### Record extracts
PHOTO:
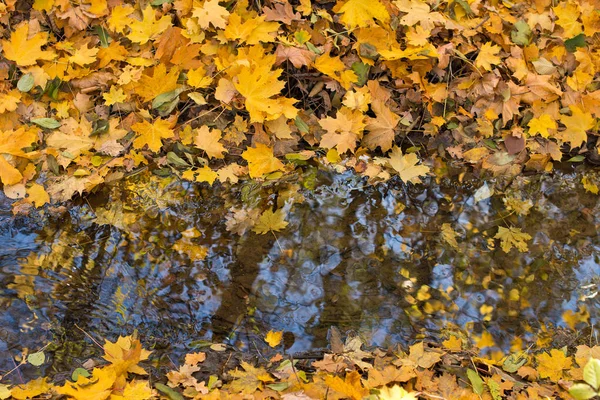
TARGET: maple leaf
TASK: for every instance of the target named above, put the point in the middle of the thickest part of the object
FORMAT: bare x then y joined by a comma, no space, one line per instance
208,140
97,387
335,68
361,13
488,56
397,392
274,338
381,129
151,133
449,235
211,13
552,365
148,28
512,237
125,354
270,221
576,126
115,95
160,82
249,380
258,85
406,166
541,125
261,160
343,131
26,51
31,389
350,386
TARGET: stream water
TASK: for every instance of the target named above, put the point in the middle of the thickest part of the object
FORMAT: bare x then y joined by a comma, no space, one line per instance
367,259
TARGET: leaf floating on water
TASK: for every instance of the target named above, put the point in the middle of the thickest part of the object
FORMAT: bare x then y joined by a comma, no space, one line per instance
271,221
512,237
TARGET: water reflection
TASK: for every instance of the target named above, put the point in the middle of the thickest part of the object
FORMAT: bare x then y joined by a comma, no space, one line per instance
157,256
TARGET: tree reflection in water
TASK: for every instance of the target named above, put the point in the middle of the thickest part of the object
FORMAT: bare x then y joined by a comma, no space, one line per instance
361,258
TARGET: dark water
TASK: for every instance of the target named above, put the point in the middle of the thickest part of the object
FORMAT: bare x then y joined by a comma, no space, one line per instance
361,258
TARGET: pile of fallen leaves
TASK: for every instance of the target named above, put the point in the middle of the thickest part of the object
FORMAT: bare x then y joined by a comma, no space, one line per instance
451,370
94,90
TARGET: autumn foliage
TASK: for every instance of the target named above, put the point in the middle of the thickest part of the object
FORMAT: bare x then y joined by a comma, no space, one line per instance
212,91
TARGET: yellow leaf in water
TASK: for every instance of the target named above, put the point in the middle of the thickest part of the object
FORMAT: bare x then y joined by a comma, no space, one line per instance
271,221
449,235
249,380
512,237
551,365
97,387
31,389
261,161
406,166
209,141
274,338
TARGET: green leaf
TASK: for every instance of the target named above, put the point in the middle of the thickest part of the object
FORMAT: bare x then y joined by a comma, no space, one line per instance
26,82
170,393
581,391
476,382
578,158
591,373
79,372
48,123
36,359
575,42
521,33
362,71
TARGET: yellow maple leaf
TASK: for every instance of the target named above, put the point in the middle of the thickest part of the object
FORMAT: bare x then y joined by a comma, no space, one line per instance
270,221
397,392
274,338
261,160
208,140
351,386
211,13
488,56
198,78
551,365
31,389
125,354
258,84
343,131
541,125
576,126
406,166
335,68
115,95
9,101
26,51
119,19
84,55
381,129
512,237
149,87
361,13
97,387
148,28
151,133
568,18
249,380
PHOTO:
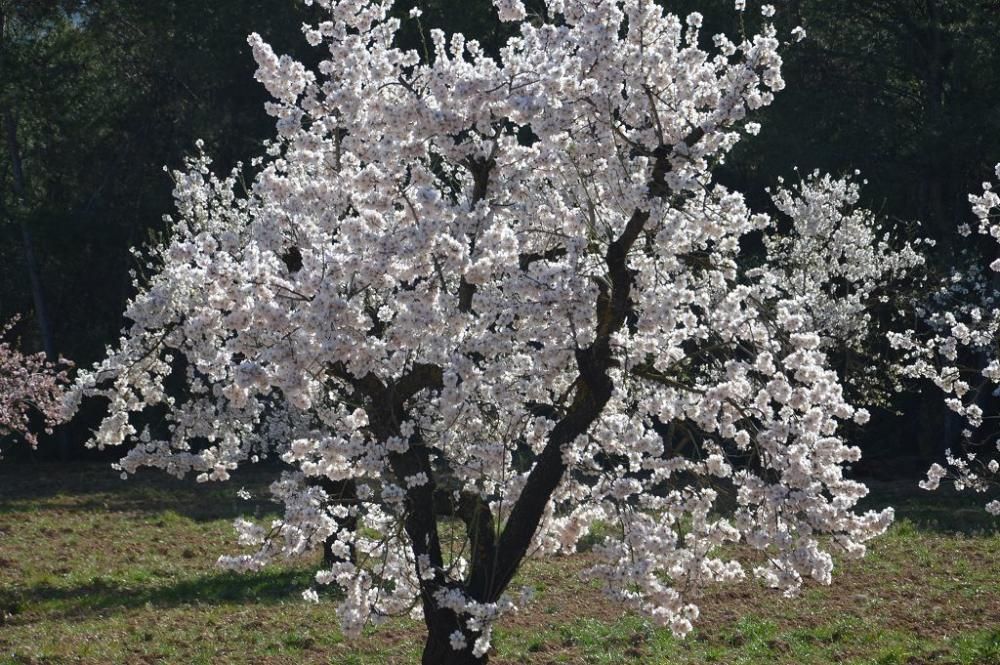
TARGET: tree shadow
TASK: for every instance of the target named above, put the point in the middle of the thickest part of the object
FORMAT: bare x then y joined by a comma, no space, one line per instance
101,596
96,487
943,511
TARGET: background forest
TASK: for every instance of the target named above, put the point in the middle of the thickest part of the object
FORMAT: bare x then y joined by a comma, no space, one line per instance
98,96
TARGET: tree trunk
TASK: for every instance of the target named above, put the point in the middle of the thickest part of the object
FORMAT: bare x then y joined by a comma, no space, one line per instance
31,264
441,624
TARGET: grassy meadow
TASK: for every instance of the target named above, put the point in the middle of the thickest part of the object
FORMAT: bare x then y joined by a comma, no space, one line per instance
94,569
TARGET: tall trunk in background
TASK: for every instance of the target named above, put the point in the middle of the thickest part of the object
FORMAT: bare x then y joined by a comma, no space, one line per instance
30,262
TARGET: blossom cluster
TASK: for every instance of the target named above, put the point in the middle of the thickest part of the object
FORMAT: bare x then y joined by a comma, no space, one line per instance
958,352
507,288
29,384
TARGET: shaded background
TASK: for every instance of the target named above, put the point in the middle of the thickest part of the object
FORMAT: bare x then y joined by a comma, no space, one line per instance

### Stated exercise
Copy all of the lines above word for word, leaving out the pictures.

### Result for this exercise
PHOTO:
TARGET: maple leaf
TASK: for every instance of the target named above, put the point in the middle of the thickest part of the object
FORMAT: bare x then y joined by a comma, no space, one line per instance
208,140
97,387
335,68
361,13
488,56
397,392
274,338
381,129
151,133
449,235
211,13
552,365
148,28
512,237
125,354
270,221
576,126
115,95
160,82
249,380
258,85
406,166
541,125
261,160
343,131
26,51
31,389
350,386
TARGET: stream water
TASK: for every instance of the target named above, put the point in the middle of the thickest part of the object
FORMAT: bare x then y joined by a comma, no space, one line per instance
367,259
TARGET: leaf floating on water
TASK: for every instance of the target named above, put the point in the middle of the thickest part of the object
FORMAT: bare x then y joined by a comma, no space, one line per instance
271,221
512,237
TARGET: water reflection
TASK: for every instance of the target named above, put the point in the middle of the thickest part of the object
FORMAT: bare x then y joined by a comma, no space, one line per instance
157,256
TARGET: tree reflection in water
TASK: for every instance of the target named above, put the point in the middle of the thickest part of the object
FORMAT: bare x then y joined by a comma, no space, one line per instance
361,258
TARGET: dark water
TASK: for every instance of the target named above, put the point in the middle of the thickest part of the object
FORMAT: bare x then y joined by a comma, no space, one line per instance
361,258
TARGET: pile of fallen leaves
TASK: for every instance of the target named above, put the point in the middle of the thickest part of the object
FORMAT: bare x then y joined by a comma, no space, one line per instance
451,370
94,90
TARGET: autumn foliage
TASK: for every instance of the target named above, put the point in the middle of the thickest part of the object
FORMAT: bare x then y joined by a comma, no space, one line per instance
212,91
TARGET: yellow leaf in water
TASK: for every instance of the target named above, put the point in the middle of the thickest part of the object
FORMAT: bare x then y joined by a comma, no space, one line per instance
271,221
449,235
249,380
512,237
551,365
97,387
31,389
261,161
406,166
209,141
274,338
TARGET: green leaf
TASK: for every instance of the target named above, put the point in the middle of the thickest part of the object
FORMAT: bare x then y joined by a comma, no space, one line per instance
26,82
170,393
581,391
476,382
578,158
591,373
79,372
48,123
36,359
575,42
521,33
362,71
TARGET: yellow maple leaf
TASK: for every instance of the target named above, put the point in the middle of the thickest part of the object
FORMAT: bare x then y joined by a comma, no space, one line per instance
270,221
397,392
274,338
261,160
208,140
351,386
211,13
488,56
198,78
551,365
31,389
125,354
258,84
343,131
541,125
576,126
406,166
335,68
115,95
9,101
26,51
119,19
84,55
381,129
512,237
149,87
361,13
97,387
148,28
151,133
568,18
249,380
PHOTO:
TARGET: tree shadow
TASK: for every instance of the target named above, put the point in the middle of the thickest part of the object
FORMAT: bare x then y joined by a comma, no space, one line per instance
101,596
96,487
943,511
TARGET: background forest
TASK: for every instance of the target named above, put the point in the middle of the thickest part of the object
FORMAT: bare x then y joined by a comma, no space, one line per instance
98,96
TARGET: tree trunk
TASK: for every instance of the target named above, put the point in the middle of the thickest part of the object
FORMAT: bare x then y joined by a comma, no space, one line per instance
31,264
441,624
TARGET: grassy meadow
TASK: for every instance of the target named above, put the point in the middle of the thickest part of the object
FORMAT: bare x then y joined by a comma, no space, one line per instance
94,569
TARGET: tall trunk in background
TASK: for every instance of the target named above, put the point in the middle of the thickest part of the object
FORMAT: bare x then y joined by a comma, no space, one line per instance
30,262
TARGET: blossom cluster
TASK: for every instance of the target named above, put the point in the middle of the thickest part of the object
FORMAT: bare x then y joined by a comma, no space, one line per instance
958,352
507,288
29,384
TARGET: shaded background
TASK: for every instance of the target named above, put the point in the middle of the thickest part of the object
FORMAT: bare x then y joined by a comma, no space, one line per instance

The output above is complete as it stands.